──────── Extracted records ────────

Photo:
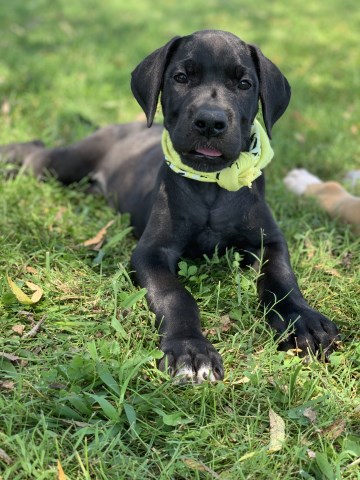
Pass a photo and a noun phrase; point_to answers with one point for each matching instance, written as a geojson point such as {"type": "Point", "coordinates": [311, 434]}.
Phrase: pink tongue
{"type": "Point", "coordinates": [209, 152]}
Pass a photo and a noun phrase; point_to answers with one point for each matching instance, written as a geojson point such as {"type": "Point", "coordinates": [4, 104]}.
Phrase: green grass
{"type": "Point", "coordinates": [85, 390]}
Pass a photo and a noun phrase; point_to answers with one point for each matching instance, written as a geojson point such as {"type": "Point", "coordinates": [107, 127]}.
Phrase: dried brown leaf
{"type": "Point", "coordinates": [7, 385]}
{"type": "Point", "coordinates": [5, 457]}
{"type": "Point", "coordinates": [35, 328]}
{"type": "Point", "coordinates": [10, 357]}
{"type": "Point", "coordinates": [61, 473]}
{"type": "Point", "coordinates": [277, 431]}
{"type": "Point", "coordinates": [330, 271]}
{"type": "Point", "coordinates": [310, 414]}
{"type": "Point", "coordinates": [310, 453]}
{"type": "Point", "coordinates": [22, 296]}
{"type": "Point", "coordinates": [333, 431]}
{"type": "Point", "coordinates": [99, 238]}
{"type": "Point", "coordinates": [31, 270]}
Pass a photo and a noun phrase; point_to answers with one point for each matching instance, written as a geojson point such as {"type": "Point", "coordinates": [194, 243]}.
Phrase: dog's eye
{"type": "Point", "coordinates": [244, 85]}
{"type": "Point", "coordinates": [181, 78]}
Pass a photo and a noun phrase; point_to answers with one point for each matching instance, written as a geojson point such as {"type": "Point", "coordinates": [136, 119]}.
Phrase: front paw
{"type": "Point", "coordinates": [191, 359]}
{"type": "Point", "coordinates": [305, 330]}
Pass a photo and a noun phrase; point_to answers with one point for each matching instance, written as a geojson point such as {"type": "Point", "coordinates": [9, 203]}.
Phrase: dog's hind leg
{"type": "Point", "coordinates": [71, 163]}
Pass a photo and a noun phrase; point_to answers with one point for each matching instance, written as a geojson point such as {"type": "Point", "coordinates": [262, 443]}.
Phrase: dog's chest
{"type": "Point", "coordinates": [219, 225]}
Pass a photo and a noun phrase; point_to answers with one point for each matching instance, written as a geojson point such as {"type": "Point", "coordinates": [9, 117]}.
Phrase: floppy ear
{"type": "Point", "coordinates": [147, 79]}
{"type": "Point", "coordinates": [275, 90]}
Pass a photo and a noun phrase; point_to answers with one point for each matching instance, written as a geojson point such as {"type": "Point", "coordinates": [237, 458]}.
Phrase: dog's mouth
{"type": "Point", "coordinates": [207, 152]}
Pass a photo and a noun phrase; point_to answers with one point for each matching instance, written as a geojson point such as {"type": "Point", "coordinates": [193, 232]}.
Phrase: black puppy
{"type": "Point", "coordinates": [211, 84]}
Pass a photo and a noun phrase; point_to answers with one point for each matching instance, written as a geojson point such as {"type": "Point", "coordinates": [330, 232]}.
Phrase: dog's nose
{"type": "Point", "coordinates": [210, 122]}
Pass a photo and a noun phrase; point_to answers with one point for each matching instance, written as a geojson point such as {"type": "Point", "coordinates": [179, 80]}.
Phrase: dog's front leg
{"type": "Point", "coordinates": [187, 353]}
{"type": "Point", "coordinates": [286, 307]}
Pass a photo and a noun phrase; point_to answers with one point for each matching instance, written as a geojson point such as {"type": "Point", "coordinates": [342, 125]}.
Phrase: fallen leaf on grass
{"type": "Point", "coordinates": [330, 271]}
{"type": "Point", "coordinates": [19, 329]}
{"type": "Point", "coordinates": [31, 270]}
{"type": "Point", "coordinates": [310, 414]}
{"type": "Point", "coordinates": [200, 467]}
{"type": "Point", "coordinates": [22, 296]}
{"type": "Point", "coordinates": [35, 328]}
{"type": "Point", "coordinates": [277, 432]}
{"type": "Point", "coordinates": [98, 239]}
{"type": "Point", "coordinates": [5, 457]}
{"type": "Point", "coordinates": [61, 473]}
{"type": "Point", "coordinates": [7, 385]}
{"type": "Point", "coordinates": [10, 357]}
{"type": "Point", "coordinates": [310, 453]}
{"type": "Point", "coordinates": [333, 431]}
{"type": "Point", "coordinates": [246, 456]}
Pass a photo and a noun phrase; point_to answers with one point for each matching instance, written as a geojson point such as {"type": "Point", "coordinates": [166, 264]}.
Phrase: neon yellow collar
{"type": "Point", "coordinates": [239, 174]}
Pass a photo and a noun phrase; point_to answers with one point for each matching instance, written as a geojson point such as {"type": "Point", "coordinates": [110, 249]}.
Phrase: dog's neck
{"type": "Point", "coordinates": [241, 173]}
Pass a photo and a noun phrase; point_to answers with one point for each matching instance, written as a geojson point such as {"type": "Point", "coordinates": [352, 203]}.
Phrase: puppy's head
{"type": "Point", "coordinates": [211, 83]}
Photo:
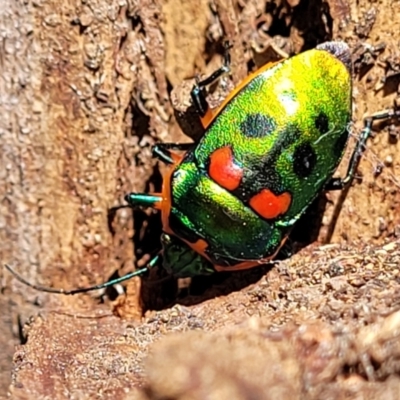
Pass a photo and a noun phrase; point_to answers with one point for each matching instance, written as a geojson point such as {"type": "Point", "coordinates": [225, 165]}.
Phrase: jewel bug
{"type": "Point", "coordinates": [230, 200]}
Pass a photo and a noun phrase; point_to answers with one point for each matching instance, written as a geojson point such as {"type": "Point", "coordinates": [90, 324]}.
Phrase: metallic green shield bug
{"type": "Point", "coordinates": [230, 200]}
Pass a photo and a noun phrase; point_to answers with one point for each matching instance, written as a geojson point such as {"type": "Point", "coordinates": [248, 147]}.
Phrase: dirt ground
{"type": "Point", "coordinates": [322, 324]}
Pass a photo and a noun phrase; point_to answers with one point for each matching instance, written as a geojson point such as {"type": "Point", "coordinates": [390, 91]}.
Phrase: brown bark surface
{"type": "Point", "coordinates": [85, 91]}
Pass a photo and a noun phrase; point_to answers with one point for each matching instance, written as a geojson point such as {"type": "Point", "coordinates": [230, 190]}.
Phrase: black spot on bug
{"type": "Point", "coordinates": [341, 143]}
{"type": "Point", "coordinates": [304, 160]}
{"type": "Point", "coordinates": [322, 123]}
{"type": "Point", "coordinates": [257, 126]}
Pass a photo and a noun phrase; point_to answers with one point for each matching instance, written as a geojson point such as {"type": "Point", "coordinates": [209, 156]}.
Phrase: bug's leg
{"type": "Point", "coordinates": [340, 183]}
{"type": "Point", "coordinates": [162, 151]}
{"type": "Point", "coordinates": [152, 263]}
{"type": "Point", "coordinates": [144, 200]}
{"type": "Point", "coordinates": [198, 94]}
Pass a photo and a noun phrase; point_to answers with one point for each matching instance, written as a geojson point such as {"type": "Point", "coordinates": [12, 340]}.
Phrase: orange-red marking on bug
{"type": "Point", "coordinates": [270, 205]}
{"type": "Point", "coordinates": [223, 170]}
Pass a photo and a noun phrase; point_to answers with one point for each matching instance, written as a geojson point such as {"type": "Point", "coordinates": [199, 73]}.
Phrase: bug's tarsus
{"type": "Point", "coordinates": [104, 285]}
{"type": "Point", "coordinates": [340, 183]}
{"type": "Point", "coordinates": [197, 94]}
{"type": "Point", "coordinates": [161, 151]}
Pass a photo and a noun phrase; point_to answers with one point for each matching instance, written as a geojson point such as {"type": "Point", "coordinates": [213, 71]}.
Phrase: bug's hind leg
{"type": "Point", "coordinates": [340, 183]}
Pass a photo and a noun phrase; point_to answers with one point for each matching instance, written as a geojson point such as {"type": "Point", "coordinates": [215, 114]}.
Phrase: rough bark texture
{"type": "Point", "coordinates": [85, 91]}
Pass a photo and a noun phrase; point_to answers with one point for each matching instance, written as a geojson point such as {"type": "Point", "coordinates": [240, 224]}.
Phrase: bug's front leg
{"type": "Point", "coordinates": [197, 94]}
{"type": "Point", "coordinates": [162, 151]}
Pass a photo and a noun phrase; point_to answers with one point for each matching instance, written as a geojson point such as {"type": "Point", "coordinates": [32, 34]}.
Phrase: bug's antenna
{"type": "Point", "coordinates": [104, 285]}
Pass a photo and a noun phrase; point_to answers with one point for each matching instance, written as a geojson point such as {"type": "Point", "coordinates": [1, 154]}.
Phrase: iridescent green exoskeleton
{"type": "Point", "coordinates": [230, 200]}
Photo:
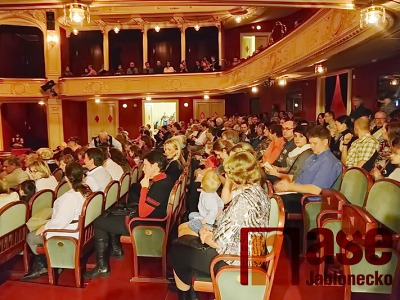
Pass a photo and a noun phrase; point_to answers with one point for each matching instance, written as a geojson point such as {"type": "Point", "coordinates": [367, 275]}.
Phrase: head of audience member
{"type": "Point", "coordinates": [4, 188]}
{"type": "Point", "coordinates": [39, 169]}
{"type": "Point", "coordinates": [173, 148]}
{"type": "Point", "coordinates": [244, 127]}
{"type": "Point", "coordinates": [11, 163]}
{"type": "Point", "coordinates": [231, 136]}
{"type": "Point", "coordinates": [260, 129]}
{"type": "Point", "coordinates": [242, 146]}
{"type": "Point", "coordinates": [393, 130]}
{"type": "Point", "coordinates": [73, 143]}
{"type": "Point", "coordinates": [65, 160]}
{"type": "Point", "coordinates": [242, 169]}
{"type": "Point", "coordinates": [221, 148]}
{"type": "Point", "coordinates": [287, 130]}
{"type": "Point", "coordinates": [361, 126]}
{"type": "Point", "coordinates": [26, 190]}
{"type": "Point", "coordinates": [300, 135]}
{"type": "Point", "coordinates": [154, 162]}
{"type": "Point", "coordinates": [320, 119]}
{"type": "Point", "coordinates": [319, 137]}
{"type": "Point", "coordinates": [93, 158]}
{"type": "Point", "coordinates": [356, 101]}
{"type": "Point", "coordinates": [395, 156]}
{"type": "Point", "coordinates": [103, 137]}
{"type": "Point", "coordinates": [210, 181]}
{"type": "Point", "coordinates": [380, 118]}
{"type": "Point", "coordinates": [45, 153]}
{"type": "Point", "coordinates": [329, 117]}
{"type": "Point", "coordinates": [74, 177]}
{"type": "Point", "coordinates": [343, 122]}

────────
──────── Extracted records ────────

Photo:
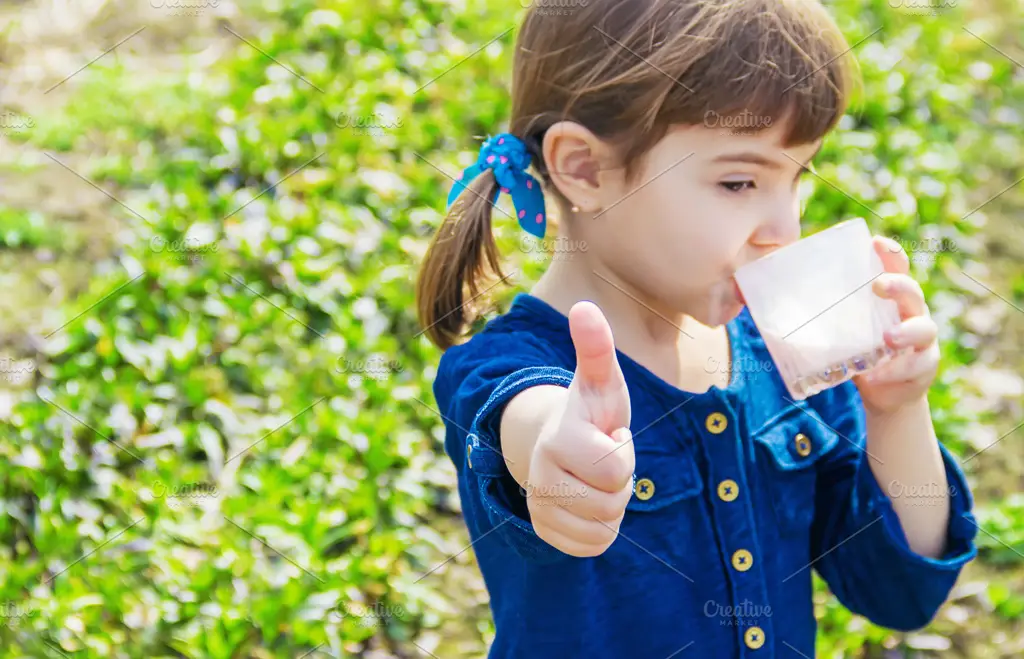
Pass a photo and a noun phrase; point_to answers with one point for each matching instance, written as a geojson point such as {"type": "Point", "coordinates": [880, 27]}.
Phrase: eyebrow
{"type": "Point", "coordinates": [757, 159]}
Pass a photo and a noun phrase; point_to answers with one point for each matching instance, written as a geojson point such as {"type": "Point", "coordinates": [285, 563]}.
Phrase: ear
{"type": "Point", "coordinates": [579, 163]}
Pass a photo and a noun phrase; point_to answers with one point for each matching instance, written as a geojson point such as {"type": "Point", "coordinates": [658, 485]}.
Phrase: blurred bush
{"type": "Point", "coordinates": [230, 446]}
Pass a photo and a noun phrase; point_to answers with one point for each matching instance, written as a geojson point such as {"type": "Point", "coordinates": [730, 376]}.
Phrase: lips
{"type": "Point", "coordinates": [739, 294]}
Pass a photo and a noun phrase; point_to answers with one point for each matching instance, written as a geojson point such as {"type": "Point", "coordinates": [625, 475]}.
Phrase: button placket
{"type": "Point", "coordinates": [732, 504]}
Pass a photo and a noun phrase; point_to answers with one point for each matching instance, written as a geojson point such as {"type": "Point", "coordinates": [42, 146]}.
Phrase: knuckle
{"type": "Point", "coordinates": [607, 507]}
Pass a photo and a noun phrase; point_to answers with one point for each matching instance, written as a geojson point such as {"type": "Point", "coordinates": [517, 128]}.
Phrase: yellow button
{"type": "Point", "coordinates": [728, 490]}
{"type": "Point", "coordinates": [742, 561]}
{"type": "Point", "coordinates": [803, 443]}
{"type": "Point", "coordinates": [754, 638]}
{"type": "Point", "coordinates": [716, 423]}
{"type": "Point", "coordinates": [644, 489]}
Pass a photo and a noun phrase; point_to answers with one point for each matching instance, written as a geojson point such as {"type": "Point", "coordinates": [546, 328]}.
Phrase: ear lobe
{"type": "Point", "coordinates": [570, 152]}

────────
──────── Extracted records ────────

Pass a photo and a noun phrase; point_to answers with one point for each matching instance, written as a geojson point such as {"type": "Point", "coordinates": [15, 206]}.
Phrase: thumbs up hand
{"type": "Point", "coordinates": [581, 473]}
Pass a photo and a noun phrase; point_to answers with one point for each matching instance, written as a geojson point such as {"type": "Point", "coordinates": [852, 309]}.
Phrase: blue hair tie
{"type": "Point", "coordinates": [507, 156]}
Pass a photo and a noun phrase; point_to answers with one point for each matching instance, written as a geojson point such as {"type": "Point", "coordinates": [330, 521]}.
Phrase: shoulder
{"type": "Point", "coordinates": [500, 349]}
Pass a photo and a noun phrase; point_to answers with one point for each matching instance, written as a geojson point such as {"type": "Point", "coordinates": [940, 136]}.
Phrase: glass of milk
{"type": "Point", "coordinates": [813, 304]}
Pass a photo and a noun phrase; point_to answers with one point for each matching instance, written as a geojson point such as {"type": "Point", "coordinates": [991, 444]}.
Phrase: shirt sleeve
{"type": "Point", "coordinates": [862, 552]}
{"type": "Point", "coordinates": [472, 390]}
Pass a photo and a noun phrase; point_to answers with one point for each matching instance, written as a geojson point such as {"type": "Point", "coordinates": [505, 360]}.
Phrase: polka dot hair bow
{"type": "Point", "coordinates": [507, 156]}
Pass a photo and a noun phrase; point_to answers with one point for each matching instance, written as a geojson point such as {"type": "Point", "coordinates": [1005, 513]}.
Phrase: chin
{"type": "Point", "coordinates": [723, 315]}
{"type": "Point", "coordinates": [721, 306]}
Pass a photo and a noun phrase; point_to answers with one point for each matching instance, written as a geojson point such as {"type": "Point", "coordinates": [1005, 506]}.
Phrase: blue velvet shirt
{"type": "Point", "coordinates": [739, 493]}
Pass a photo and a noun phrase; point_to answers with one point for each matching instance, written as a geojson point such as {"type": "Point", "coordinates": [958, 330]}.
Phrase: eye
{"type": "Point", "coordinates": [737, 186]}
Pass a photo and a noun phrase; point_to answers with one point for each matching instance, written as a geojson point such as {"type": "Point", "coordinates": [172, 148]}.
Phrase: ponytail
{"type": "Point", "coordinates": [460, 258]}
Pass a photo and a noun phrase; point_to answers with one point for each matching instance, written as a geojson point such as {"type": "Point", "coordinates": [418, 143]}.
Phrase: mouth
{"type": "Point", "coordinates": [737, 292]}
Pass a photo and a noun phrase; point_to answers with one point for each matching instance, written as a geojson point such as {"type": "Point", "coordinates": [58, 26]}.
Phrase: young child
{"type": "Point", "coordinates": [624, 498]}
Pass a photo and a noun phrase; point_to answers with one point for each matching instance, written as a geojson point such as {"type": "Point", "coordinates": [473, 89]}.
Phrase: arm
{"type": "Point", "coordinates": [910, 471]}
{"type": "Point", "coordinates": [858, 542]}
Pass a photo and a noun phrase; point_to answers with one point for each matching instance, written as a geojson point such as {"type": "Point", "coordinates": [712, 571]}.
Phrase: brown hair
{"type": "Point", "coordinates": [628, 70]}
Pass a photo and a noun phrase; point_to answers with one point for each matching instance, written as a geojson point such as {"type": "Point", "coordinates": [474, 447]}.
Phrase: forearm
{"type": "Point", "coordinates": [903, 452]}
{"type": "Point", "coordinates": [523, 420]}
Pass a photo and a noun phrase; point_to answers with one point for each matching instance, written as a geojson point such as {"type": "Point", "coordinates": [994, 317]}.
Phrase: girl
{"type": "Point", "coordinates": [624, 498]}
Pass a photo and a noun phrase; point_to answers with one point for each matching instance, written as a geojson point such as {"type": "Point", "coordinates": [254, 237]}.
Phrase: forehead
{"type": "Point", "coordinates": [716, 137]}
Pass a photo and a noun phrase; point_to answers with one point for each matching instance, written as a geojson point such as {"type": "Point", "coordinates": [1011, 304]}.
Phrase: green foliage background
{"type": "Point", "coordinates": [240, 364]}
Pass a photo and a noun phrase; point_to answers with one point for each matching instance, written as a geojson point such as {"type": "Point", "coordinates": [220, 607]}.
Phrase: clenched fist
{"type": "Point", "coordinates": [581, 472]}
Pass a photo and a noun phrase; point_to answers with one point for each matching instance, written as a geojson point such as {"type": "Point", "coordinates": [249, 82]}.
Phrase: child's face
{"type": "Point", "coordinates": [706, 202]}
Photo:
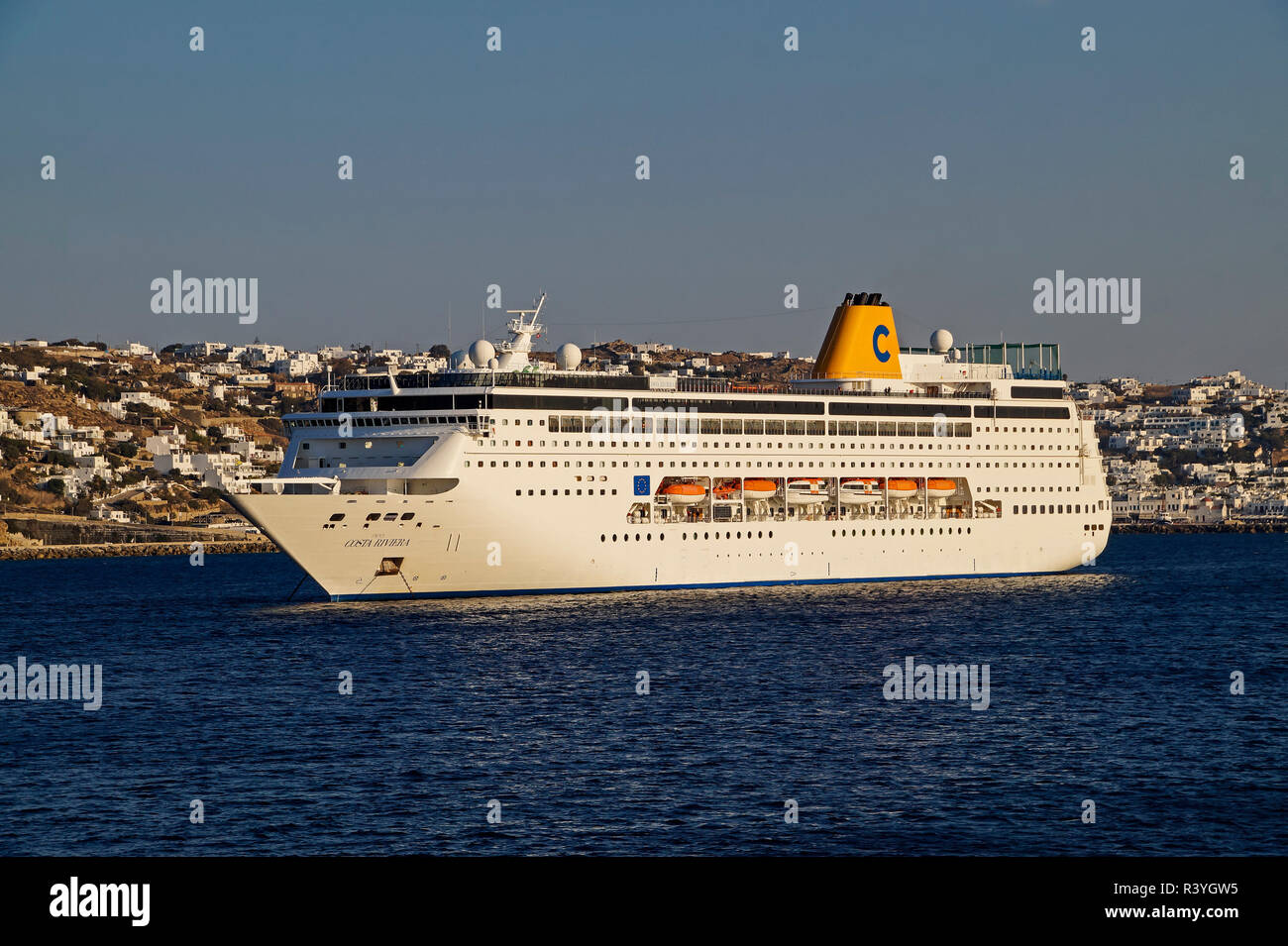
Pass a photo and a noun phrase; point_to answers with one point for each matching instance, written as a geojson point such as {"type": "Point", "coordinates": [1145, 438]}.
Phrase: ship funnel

────────

What the exercise asks » Report every line of the records above that contains the word "grass", copying each line in full.

Answer to the exercise »
Phrase: green grass
Phrase: fallen leaf on grass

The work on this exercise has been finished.